_Task to complete_: A complete and exact copy of the entries below is the expected result.

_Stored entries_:

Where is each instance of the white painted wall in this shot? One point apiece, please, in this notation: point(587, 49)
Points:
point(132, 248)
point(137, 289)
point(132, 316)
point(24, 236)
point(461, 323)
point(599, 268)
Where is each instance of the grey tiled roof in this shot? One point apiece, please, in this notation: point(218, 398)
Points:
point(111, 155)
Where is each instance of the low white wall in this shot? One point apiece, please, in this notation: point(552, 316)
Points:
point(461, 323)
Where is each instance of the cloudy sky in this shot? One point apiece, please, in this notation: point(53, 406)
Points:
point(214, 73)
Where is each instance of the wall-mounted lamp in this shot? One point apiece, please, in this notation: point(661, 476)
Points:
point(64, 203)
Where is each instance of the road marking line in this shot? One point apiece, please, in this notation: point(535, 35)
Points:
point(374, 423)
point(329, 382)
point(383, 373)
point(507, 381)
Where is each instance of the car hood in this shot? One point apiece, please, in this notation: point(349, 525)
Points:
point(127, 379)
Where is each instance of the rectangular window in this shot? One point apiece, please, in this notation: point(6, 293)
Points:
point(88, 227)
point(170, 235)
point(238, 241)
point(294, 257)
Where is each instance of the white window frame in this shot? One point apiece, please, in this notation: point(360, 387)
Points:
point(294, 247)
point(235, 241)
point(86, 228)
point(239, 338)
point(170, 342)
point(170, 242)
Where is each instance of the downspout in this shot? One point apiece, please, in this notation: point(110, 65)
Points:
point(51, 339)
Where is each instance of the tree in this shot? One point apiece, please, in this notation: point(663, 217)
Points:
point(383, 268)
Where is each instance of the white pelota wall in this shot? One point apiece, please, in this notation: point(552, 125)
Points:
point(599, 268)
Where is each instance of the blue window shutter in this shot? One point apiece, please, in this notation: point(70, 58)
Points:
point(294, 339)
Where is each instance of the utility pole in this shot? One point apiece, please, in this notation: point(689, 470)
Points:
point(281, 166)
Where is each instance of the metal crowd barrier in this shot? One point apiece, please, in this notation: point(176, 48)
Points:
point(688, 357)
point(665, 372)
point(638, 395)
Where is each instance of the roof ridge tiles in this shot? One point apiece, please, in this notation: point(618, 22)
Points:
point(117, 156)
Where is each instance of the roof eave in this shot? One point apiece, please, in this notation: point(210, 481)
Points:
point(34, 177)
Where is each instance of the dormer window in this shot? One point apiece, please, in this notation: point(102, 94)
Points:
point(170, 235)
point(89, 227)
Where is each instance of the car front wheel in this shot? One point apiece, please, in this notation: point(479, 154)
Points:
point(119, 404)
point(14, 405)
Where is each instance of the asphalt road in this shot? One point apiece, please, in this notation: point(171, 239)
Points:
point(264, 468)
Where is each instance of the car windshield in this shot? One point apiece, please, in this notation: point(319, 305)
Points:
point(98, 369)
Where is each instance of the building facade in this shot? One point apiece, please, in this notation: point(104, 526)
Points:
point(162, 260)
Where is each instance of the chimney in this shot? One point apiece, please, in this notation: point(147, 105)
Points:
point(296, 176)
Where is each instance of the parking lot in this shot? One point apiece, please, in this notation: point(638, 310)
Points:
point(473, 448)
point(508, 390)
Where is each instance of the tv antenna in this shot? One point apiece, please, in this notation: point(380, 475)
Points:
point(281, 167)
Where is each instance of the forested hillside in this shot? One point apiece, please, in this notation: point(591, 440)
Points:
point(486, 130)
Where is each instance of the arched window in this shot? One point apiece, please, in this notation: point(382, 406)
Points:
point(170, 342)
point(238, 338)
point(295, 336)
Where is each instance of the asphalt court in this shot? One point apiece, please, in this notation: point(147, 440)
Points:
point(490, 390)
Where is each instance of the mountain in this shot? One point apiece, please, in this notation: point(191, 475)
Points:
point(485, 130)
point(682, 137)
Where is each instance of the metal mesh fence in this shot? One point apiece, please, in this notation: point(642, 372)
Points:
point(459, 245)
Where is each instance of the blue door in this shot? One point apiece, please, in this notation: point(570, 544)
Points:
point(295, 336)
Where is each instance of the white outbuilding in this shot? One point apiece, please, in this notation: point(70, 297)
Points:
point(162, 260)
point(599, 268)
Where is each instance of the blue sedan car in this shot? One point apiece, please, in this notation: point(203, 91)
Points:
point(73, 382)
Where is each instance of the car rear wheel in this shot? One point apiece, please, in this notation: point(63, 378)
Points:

_Task output_:
Where is each instance of the white painted wall in this shot? One point apiece, please, in this notation: point(587, 49)
Points:
point(132, 248)
point(137, 289)
point(132, 316)
point(24, 236)
point(461, 323)
point(599, 268)
Where is each instance of the grey tiled roof in this shot? One point apiece, please, in this notation: point(218, 398)
Points:
point(111, 155)
Where is each instance of the low white wall in this shot? One point apiece, please, in this notation: point(552, 316)
Points:
point(461, 323)
Where is each instance of the cloudy sky in this shot? One point apiece, please, in this notation: point(53, 406)
Points:
point(214, 73)
Where is each instance of the wall-mounted lamp in this shot? One point apiece, please, in this notation: point(661, 476)
Points:
point(64, 203)
Where is each instance of the road marking line in this shot? One point apiece, please, in this notation: point(535, 35)
Points:
point(374, 423)
point(329, 382)
point(383, 373)
point(507, 381)
Where is each instance of the car hood in this shot? One point apiece, please, in this notation: point(349, 525)
Points:
point(127, 379)
Where is each instance of the rectangular window in this shot? One point apiece, please, in this notation: point(6, 293)
Points:
point(88, 227)
point(170, 235)
point(238, 241)
point(294, 257)
Where is each instance of the white window frame in this shot? One point apiece, please, in this notation: point(360, 387)
Points:
point(294, 247)
point(235, 241)
point(86, 228)
point(239, 338)
point(170, 342)
point(170, 242)
Where is each instance of the downspout in this shot? One point apiece, please, in this notation: point(110, 65)
Points:
point(51, 339)
Where is each instance of the tree in this shot? One point apiece, please, in this notation: point(663, 217)
Points:
point(383, 268)
Where is each instance of the white pelota wall in this shot? One point apiece, please, in this notation: point(552, 125)
Points:
point(599, 268)
Where is each instance of the blue window shutter in this shot? One point apiece, please, in this notation: point(70, 58)
Points:
point(294, 339)
Where is each instance of the utility pole in this shot? One point apiece, please, in this notation: point(689, 470)
Points:
point(281, 166)
Where is each instance of the metal crowd barrier in this shot? One point apiece, please, in this notation: point(176, 48)
Points:
point(688, 357)
point(665, 372)
point(638, 395)
Where is each instance of the roof ridge tiles in this shot? One point apiece, please, in this notation: point(618, 22)
Points:
point(117, 156)
Where is each instance of the roof eave in this shot? One point apiece, please, in this notation: point(210, 481)
Points:
point(34, 177)
Where is each instance of the dormer window in this shot? One point apiece, please, in this notation: point(102, 94)
Points:
point(170, 235)
point(89, 227)
Where is each instance of the car front wheel in this shot? One point apiece, please, in this notation: point(479, 154)
Points:
point(119, 404)
point(14, 405)
Where is each instance of the asphalt road in this shot? One point apiece, please, in this notation: point(171, 239)
Points:
point(264, 468)
Where is each instance of the car windshield in this shot? One point apiece, please, in this notation: point(319, 305)
Points:
point(98, 369)
Where is each instance of the building facade in this shot? One point apiece, please, in this notation: point(104, 526)
Points:
point(162, 260)
Where is each instance of the chimney in this shot? One point apiece, please, in this notation: point(147, 105)
Points:
point(296, 176)
Where is each instance of the parking lot in this shot? One point apiece, please, in this notation: point(638, 310)
Points:
point(473, 448)
point(508, 390)
Where is each instance of the tv antenna in this shot? One point apiece, please, in this notation: point(380, 475)
Points:
point(281, 167)
Where is each instance of the forested hillside in this shot? One point apiece, please, in this notation: point(591, 440)
Points:
point(486, 130)
Where is each instance of the arched window in this shot? One point apiece, please, in this notation: point(382, 406)
Points:
point(170, 342)
point(238, 338)
point(295, 336)
Where is each instance of the asphalt court in this shot? One point apiece, please, in this notation: point(147, 440)
Points:
point(490, 390)
Where is each instance of the mountain in this shot? One point apiece, please, in this notation: point(191, 475)
Points:
point(485, 130)
point(682, 137)
Where is each instance of the metal mesh fence in this shot? One point apiece, please, in this notation: point(642, 372)
Points:
point(459, 245)
Where is each instance of the blue door in this shot? One point apiece, please, in this notation: point(570, 544)
Points:
point(295, 336)
Where is each instance of the white outbuilding in this shot? One point apiece, please, in this notation: point(70, 297)
Points:
point(162, 260)
point(599, 268)
Where is each instance of the blue sedan car in this shot? One point apiece, please, in this notation: point(203, 91)
Points:
point(73, 382)
Where is each instance of the car rear wheel in this shot? One point apiece, please, in this notation: point(63, 378)
Points:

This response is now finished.